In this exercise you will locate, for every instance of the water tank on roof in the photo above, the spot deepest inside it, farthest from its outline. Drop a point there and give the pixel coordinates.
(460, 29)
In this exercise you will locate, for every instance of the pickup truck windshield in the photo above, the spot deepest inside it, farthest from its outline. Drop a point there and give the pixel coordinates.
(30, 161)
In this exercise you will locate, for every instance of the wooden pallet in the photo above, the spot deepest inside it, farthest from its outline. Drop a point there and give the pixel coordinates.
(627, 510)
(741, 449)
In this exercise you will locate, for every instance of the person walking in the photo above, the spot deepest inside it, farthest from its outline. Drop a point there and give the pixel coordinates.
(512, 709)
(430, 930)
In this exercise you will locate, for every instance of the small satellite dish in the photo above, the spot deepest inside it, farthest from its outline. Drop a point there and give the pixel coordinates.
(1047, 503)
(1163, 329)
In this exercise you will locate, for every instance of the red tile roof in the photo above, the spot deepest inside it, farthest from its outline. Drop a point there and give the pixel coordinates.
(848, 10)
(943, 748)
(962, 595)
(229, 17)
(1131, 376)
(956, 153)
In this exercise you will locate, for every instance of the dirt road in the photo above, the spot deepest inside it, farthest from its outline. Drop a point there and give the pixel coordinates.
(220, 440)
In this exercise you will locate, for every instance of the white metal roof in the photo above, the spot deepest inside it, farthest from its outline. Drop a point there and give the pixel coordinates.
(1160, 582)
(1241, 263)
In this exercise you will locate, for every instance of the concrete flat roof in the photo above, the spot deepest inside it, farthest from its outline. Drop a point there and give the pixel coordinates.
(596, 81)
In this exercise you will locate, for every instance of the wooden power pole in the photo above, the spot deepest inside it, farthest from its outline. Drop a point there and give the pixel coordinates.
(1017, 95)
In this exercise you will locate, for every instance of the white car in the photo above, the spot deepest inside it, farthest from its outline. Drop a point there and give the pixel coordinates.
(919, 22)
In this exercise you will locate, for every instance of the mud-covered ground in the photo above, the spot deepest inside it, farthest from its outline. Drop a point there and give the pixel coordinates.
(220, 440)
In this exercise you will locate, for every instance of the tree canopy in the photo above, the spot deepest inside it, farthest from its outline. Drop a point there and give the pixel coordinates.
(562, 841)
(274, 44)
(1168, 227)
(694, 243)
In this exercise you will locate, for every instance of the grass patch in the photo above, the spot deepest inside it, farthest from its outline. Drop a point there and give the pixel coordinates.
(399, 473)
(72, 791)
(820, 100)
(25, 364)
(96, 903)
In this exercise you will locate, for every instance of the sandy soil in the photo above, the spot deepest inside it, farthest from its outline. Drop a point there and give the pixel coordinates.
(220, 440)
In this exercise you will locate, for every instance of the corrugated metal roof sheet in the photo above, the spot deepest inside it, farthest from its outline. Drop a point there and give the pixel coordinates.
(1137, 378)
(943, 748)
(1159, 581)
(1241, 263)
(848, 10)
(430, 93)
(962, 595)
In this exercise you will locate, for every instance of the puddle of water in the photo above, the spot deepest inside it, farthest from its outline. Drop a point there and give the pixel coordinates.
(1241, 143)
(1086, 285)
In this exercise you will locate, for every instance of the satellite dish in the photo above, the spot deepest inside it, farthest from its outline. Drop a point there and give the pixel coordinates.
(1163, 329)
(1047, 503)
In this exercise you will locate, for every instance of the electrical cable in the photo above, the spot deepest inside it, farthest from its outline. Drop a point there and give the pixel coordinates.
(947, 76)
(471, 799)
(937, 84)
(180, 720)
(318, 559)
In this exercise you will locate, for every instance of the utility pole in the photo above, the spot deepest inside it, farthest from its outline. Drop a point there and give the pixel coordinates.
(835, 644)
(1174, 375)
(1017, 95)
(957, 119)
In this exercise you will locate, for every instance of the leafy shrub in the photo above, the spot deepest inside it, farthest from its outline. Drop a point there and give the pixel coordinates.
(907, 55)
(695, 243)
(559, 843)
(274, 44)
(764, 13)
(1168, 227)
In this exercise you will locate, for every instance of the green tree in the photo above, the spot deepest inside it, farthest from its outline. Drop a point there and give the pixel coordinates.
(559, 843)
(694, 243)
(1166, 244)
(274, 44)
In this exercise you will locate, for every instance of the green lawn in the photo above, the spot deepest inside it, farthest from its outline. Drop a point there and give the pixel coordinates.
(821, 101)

--------------------

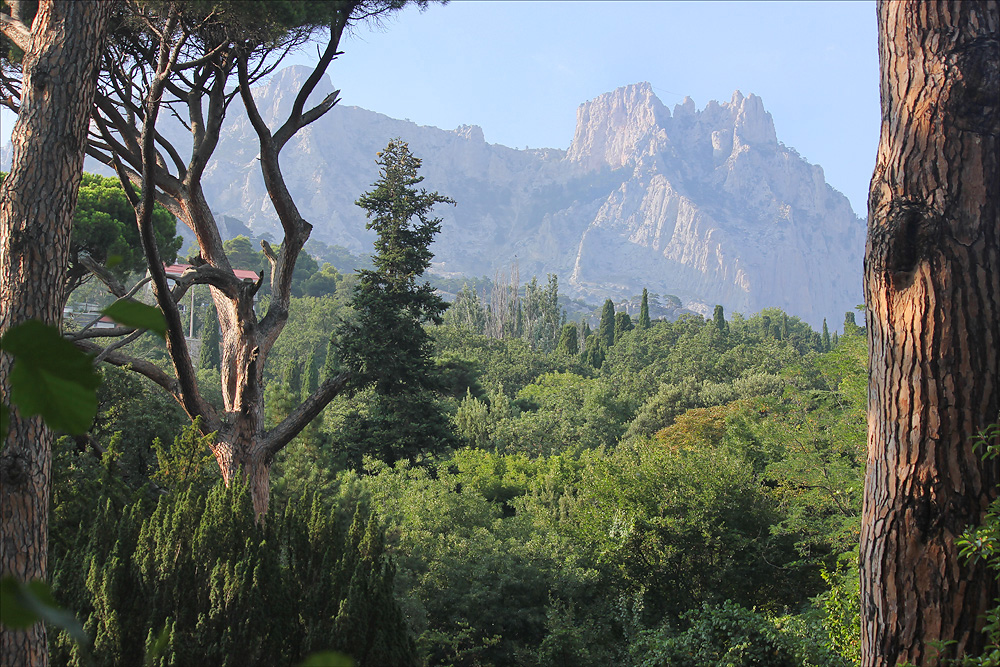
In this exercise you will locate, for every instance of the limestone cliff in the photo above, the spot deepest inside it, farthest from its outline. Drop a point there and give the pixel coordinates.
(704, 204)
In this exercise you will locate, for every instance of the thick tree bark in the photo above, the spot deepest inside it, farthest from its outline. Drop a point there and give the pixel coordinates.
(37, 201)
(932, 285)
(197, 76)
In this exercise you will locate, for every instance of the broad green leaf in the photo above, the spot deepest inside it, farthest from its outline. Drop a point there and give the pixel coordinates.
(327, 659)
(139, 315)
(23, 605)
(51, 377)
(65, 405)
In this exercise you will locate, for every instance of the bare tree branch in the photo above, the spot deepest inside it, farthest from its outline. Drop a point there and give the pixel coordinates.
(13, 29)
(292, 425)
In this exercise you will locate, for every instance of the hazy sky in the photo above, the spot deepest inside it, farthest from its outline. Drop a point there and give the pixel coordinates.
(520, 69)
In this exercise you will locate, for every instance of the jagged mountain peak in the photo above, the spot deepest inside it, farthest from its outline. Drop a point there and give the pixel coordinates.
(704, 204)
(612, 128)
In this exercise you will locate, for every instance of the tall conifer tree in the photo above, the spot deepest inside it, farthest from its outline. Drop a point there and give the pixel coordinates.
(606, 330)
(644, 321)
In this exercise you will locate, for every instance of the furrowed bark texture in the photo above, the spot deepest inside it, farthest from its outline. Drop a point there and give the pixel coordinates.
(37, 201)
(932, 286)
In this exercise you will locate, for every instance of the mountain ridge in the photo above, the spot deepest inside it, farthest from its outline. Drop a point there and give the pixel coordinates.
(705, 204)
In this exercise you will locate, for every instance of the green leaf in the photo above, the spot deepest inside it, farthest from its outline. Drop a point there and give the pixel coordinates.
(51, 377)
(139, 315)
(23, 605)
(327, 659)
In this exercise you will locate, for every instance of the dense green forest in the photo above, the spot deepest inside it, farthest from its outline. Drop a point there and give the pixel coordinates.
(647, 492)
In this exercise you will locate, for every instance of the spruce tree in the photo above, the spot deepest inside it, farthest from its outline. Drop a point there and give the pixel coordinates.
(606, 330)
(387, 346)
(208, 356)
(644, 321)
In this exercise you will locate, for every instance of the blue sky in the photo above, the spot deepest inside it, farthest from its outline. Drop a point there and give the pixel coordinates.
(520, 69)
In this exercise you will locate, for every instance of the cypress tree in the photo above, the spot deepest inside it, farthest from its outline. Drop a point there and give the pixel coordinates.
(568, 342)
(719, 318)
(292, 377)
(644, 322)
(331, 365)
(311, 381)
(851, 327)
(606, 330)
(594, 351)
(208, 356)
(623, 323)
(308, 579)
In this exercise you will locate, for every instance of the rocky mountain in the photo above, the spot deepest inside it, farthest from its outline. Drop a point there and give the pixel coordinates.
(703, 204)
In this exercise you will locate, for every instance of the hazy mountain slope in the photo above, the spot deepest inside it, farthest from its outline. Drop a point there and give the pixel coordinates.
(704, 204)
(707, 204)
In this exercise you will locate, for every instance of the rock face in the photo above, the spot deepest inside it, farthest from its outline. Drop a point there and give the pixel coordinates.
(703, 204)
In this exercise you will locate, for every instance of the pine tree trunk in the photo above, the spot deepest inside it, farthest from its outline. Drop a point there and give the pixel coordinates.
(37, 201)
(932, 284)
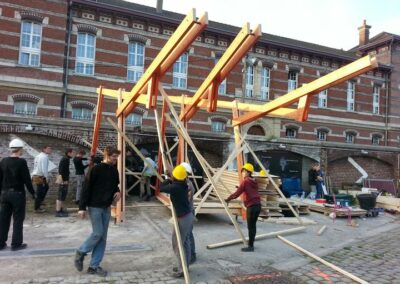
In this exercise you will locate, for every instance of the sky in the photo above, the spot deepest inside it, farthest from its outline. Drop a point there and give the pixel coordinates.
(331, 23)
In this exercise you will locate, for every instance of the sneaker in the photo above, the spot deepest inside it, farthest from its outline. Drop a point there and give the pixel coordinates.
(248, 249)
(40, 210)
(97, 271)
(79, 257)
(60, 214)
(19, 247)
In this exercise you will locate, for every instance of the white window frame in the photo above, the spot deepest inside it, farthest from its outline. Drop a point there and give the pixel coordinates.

--------------------

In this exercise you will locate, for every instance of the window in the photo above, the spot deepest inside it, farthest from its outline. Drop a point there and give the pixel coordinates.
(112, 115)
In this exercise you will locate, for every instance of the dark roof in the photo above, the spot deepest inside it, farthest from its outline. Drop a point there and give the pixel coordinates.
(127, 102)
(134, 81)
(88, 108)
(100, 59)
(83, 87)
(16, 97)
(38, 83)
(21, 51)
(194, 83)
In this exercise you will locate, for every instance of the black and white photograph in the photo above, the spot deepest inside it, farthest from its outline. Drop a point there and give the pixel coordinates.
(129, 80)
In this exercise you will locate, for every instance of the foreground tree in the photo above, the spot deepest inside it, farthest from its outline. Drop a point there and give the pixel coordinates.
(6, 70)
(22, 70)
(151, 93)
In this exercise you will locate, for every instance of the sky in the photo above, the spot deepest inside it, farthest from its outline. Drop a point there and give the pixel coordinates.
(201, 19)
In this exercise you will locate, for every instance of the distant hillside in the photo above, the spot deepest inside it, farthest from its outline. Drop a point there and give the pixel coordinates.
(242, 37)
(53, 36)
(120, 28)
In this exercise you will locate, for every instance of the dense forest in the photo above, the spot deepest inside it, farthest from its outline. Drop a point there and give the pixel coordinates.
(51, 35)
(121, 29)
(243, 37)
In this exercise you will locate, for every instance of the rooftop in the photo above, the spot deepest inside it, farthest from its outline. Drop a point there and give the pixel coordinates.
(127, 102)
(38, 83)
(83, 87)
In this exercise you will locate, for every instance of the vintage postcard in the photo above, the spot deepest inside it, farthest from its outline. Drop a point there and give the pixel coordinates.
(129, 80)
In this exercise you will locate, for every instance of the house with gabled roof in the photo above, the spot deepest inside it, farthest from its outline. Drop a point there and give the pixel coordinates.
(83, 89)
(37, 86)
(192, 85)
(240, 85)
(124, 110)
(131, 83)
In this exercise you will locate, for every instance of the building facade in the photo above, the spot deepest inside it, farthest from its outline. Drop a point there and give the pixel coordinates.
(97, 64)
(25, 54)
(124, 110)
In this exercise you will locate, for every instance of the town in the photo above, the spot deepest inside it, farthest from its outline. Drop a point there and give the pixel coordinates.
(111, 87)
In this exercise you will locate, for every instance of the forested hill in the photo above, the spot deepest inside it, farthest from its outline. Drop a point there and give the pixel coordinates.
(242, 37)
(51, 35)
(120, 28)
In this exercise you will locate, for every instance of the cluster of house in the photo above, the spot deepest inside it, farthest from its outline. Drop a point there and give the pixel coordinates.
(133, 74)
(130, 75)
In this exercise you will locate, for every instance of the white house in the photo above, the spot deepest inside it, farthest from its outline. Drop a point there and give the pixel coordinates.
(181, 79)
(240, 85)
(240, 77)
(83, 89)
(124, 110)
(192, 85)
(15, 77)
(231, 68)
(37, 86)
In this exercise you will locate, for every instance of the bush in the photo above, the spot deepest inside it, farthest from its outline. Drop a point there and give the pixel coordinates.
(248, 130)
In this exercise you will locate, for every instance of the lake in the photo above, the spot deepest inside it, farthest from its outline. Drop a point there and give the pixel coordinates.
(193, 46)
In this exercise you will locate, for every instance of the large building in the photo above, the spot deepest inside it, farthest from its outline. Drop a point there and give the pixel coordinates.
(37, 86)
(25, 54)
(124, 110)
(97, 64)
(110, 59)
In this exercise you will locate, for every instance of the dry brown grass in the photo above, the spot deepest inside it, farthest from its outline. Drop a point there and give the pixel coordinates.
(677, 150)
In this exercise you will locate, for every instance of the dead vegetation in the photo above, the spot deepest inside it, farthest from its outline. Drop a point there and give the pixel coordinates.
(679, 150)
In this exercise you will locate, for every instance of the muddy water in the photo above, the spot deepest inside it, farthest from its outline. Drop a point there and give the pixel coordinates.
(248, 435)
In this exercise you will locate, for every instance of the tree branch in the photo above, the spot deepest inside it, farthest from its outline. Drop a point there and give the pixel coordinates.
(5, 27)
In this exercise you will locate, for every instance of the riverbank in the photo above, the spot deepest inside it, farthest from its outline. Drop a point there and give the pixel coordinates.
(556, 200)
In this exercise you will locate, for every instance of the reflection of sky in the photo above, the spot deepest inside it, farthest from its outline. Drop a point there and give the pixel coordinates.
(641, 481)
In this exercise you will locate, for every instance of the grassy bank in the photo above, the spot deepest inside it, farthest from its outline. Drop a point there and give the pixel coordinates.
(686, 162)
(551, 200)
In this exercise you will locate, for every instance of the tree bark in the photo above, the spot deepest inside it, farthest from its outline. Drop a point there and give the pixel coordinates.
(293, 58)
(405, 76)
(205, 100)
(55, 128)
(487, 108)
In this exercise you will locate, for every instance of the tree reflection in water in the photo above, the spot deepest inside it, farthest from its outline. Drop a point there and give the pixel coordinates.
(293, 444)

--------------------

_Task instructions_.
List each line in the entries above that contains the string "dense", copied in full. Case matters.

_Response for this exercise_.
In this exercise you will locate, for every instance of the dense green forest in the photo above, the spot deepest inside it, farthest from its outline. Drop a point there and give the pixel coordinates.
In this exercise you will locate, for every instance of the dense forest in the photo above, the spot deepest inside it, farthest from its outline. Drop a point there and give the pixel coordinates.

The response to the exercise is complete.